**Directions**
Among the entries below, only the lines starting at the one with "query | woman's leg" and ending at the one with "Put a point on the spotted", both included, are to be printed exactly.

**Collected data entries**
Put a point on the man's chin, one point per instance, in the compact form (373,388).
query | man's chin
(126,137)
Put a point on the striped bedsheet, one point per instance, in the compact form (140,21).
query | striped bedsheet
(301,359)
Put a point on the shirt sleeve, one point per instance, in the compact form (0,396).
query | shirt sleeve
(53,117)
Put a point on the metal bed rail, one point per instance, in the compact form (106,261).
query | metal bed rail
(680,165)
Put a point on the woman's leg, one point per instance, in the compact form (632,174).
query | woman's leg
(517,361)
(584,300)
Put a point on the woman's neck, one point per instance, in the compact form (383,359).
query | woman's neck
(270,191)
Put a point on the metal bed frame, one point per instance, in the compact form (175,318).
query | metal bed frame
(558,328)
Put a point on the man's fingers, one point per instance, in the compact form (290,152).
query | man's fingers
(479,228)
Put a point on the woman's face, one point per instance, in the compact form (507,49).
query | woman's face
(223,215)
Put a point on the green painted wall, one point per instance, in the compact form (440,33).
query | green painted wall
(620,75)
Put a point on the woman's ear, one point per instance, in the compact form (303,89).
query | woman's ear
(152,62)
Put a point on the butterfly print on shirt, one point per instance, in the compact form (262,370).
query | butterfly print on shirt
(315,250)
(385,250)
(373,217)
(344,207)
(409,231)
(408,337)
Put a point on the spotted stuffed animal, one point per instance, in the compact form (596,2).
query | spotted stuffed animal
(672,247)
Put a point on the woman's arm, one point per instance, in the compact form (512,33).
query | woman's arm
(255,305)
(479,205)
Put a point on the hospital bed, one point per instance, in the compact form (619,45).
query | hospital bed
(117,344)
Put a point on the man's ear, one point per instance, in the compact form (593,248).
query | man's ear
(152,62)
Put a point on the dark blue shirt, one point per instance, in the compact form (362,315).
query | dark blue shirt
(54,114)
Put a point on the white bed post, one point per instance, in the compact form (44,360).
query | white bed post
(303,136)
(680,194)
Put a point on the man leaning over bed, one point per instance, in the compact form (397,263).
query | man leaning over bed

**Answer space**
query | woman's leg
(517,361)
(584,300)
Put a point on the woman's neck, one point per instance, in the compact form (383,359).
query | woman's neck
(270,191)
Put a point on the metal bed frame, one point per instance, in the compact form (175,318).
query | metal bed frame
(558,328)
Put a point on the man's fingers, one point per instance, in the compact form (290,152).
query | man's fingers
(479,228)
Put a point on the woman's face, one point per instance, in the compact form (507,49).
query | woman's face
(223,215)
Put a point on the green painted wall, one point per instance, in the compact form (440,33).
query | green painted wall
(620,75)
Put a point on the woman's ear, one point per instance, in the compact form (303,89).
query | woman's ear
(152,62)
Put a point on the butterfly print on shirt, one point per instance, in the compact form (262,370).
query | butterfly print on shirt
(315,250)
(385,250)
(373,217)
(344,207)
(409,231)
(408,337)
Put a point on the spotted stuffed animal, one point per instance, in the compact form (596,2).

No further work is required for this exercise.